** Extracted data **
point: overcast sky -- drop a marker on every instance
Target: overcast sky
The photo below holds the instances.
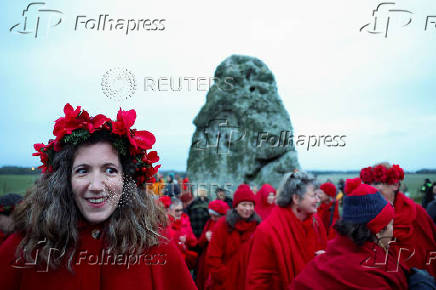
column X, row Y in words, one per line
column 333, row 78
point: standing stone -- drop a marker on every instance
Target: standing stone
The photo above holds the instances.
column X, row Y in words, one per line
column 243, row 132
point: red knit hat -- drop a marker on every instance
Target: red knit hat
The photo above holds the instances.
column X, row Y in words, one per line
column 329, row 189
column 243, row 193
column 165, row 200
column 363, row 204
column 219, row 206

** Task description **
Search the data above for the string "marker" and copy each line that has it.

** Final answer **
point: overcast sky -- drop a marker on every instance
point: standing stone -- drop a marker on every instance
point: red knit hat -- drop a marker on every instance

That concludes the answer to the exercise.